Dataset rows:
=-=-=-=-=
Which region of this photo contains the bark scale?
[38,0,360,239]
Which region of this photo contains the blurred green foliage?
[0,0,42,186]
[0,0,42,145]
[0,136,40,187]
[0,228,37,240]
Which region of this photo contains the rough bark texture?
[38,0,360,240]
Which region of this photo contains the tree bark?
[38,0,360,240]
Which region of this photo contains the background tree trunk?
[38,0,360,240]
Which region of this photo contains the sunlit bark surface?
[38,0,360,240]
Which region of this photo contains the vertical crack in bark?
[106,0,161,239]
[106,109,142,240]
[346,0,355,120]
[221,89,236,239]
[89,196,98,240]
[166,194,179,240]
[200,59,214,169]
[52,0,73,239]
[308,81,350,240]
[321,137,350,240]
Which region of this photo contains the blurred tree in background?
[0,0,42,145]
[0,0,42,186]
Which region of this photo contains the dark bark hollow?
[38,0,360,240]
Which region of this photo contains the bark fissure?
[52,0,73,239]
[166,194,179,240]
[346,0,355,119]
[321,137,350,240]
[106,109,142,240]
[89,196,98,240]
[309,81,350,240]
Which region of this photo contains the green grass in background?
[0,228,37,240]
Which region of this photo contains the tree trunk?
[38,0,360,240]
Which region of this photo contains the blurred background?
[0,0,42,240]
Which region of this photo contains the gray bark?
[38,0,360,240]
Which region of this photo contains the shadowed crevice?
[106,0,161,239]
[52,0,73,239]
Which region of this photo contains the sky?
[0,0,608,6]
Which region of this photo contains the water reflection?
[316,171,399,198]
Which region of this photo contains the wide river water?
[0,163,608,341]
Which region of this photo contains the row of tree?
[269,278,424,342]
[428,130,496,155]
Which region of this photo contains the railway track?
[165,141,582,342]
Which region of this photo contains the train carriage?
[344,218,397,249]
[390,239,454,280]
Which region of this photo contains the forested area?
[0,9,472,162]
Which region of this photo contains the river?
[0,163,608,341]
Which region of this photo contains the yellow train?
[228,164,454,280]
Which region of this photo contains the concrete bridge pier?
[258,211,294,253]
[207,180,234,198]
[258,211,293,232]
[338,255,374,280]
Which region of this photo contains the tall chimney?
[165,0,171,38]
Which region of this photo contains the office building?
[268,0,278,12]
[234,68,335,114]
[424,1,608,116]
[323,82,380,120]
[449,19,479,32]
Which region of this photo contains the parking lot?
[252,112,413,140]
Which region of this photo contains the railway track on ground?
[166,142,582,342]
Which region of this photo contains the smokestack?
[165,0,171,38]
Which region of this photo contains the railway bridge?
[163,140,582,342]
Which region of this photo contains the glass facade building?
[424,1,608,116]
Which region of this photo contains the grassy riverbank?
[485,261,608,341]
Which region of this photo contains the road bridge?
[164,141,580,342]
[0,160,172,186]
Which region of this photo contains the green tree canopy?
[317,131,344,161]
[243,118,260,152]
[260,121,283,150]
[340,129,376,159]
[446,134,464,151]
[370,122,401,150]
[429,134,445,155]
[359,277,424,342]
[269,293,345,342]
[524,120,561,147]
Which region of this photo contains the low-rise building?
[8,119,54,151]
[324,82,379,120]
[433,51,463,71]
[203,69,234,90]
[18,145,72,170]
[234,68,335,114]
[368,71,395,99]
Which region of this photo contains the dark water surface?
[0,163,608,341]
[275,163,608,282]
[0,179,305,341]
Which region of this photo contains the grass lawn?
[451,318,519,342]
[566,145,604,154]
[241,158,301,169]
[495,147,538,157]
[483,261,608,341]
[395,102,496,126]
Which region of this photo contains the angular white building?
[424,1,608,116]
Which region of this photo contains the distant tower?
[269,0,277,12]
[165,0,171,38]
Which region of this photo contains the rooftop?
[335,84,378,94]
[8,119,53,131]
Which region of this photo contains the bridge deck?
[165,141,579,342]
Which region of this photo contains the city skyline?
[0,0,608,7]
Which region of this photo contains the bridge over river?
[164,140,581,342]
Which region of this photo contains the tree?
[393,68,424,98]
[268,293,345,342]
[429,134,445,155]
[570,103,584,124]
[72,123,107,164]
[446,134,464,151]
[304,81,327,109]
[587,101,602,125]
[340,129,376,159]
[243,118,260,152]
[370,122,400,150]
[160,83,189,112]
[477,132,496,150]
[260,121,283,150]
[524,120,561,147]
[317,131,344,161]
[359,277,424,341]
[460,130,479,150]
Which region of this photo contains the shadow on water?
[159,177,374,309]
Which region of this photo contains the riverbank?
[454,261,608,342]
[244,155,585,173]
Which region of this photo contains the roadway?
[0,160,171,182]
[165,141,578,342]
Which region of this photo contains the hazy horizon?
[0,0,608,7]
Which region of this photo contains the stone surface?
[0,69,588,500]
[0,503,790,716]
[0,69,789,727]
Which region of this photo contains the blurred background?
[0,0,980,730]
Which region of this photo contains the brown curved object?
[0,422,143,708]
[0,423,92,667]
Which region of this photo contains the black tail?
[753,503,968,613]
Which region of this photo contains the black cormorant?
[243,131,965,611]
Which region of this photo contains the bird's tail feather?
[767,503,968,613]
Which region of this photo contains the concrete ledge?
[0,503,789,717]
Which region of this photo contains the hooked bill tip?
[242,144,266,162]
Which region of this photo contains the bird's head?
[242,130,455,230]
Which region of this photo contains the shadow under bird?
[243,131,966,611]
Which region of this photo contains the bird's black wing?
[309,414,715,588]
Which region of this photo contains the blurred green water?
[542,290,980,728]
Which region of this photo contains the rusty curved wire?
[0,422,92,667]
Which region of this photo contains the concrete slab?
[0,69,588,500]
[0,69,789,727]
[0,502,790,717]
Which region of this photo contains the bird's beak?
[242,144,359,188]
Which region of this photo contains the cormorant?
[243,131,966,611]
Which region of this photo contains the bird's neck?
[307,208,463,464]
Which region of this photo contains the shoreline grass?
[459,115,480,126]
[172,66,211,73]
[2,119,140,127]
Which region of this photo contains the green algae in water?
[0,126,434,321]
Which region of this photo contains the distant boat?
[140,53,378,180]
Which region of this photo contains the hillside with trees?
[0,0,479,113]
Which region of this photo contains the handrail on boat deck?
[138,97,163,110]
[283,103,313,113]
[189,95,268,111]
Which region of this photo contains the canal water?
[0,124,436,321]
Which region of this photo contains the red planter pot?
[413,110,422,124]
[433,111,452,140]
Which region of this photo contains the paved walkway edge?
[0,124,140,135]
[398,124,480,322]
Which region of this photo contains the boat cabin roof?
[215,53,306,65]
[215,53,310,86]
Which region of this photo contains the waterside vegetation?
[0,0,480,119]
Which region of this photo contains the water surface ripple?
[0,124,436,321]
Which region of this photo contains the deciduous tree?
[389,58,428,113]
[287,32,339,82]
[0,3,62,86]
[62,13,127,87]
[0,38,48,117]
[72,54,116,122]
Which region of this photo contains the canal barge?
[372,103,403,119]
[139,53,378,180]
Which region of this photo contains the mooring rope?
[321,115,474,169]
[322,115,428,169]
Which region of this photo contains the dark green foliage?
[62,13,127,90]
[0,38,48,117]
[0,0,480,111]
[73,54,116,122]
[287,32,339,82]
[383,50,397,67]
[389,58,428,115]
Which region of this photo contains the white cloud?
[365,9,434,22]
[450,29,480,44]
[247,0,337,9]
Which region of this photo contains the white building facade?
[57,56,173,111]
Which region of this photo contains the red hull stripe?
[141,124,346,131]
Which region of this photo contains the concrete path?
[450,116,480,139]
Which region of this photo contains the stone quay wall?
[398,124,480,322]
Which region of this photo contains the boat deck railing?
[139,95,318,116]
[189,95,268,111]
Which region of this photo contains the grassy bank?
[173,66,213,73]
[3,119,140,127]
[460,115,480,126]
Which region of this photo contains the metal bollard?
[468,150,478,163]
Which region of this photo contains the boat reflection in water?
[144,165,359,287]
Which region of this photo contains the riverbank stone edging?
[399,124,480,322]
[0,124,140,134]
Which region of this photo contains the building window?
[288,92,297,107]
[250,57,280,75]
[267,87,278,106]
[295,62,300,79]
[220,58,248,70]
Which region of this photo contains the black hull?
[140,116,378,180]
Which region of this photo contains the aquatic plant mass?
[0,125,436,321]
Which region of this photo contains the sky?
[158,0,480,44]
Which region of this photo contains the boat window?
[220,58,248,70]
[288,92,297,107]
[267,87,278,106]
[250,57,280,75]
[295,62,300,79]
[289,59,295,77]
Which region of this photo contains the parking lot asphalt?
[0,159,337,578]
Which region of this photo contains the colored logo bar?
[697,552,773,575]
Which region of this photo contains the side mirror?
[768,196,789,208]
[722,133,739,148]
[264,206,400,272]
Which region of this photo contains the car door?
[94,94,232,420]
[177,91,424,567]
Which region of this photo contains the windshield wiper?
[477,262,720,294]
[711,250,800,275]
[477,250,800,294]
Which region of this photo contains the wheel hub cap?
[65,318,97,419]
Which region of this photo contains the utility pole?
=-=-=-=-=
§ **PROBLEM DETAILS**
Copy out word for word the stretch of the material that opens with the line containing "Which region of this photo contains the deciduous" and closes with the line containing "[177,91,424,567]", both of those lines included.

§ **SOLUTION**
Which region of this photo contains the deciduous tree?
[389,58,428,113]
[287,32,339,82]
[0,3,62,86]
[62,13,127,87]
[0,38,48,117]
[72,54,116,122]
Which region of this photo contains the canal barge?
[372,103,403,119]
[139,53,378,180]
Which region of this photo contains the mooring rope?
[321,115,474,169]
[322,115,428,169]
Which region of this photo contains the dark green foliage?
[62,13,127,90]
[0,38,48,117]
[0,0,480,111]
[73,54,116,122]
[287,32,339,82]
[383,50,397,67]
[389,58,428,115]
Which region of this photo contains the white cloud?
[365,9,434,22]
[450,29,480,44]
[247,0,337,9]
Which region of this photo contains the white building facade?
[57,56,173,111]
Which region of this photo contains the red hull stripe?
[141,124,346,131]
Which region of this photo contains the concrete path?
[450,116,480,139]
Which region of this photo contains the stone quay wall?
[398,124,480,322]
Which region of this photo contains the boat deck railing?
[139,95,318,116]
[189,95,268,111]
Which region of this photo contains the grassy bank?
[173,66,213,73]
[3,119,140,127]
[460,115,480,126]
Which region of this photo contains the metal bollard?
[468,150,478,163]
Which region of this photo contains the boat reflection in water?
[144,165,359,287]
Which region of this photo contains the riverbank stone edging?
[399,124,480,322]
[0,124,140,134]
Which region of this photo contains the building window?
[288,92,297,107]
[250,57,280,75]
[267,87,278,106]
[295,62,300,79]
[220,58,248,70]
Which region of this photo contains the black hull?
[140,116,378,180]
Which region of this photo contains the aquatic plant mass?
[0,125,436,321]
Which region of this photo contains the sky?
[158,0,480,44]
Which region of this photo contains the boat window?
[220,58,248,70]
[288,92,297,107]
[267,87,278,106]
[250,57,280,75]
[295,62,300,79]
[289,59,295,77]
Which region of this photo contains the parking lot asphalt?
[0,159,337,578]
Which region of this photo contains the colored logo bar?
[697,552,773,575]
Which region of this photo contains the side mirror?
[768,196,789,208]
[722,133,739,148]
[264,206,400,272]
Which region of this photo contains the car door?
[94,94,232,420]
[177,91,424,567]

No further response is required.